▶ **ОТРЫВОК**:
____

Еще не было построено храма-юродивого прямо по соседству с Кремлем (место дурака в Древней Руси всегда было по соседству с царями, пусть царям это и не всегда нравилось: но сидит на троне царь, а рядом с ним дурачок с кнутиком, как пародия, как прямой намек, как напоминание – помни русские сказки, думай о них, неровен час, Иван-дурачок Иваном-царевичем станет), но умирал Андрей Рублев тоже в святом месте. В Андрониковом монастыре.
Там он весной последнего своего года начал писать фрески Спасского собора. А когда умер, приснился напоследок своего другу и помощнику Даниилу Черному. Есть легенда, что Черный увидел перед смертью во сне Андрея Рублева, который звал его к себе в рай. И Андрей показался Даниле очень спокойным и радостным.

____

▶ **ВЫДЕРЖКА ИЗ ЗАПИСЕЙ**:
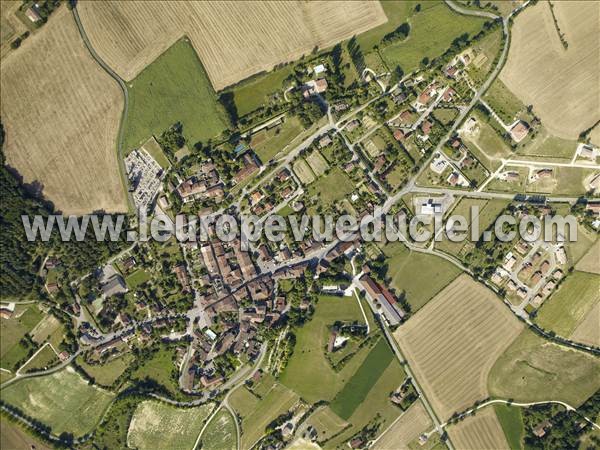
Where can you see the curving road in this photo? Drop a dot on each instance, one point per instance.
(123, 87)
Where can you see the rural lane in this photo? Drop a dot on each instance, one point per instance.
(121, 82)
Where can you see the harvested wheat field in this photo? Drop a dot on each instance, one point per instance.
(411, 424)
(479, 432)
(233, 39)
(454, 340)
(590, 262)
(588, 331)
(562, 84)
(61, 115)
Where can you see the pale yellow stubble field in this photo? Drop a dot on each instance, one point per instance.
(233, 39)
(61, 115)
(563, 85)
(454, 340)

____

▶ **ЗАДАНИЕ 1**: Перепишите без изменений часть записей от строки, в которой есть «Where can you see the pale», до самого конца записей включительно.
▶ **ЗАДАНИЕ 2**: Напишите продолжение отрывка об Андрее Рублеве, начав сразу после его последнего предложения.

▶ **ИТОГОВЫЙ ОТВЕТ 1**:
Where can you see the pale yellow stubble field in this photo? Drop a dot on each instance, one point per instance.
(233, 39)
(61, 115)
(563, 85)
(454, 340)

▶ **ИТОГОВЫЙ ОТВЕТ 2**:
И, наверное, в том рублевском раю краски были легкие и светлые. Золотисто-желтые пашни, светло-голубые небеса, розовый закат. И ни одного сурового, аскетичного лица – только радостные. И нет больше темно-красного, зеленоватого в тенях, мрачного.
И что самое удивительное – все там в раю улыбаются.
Правда, не хохочет никто.
Потому что нельзя представить Иисуса Христа хохочущим.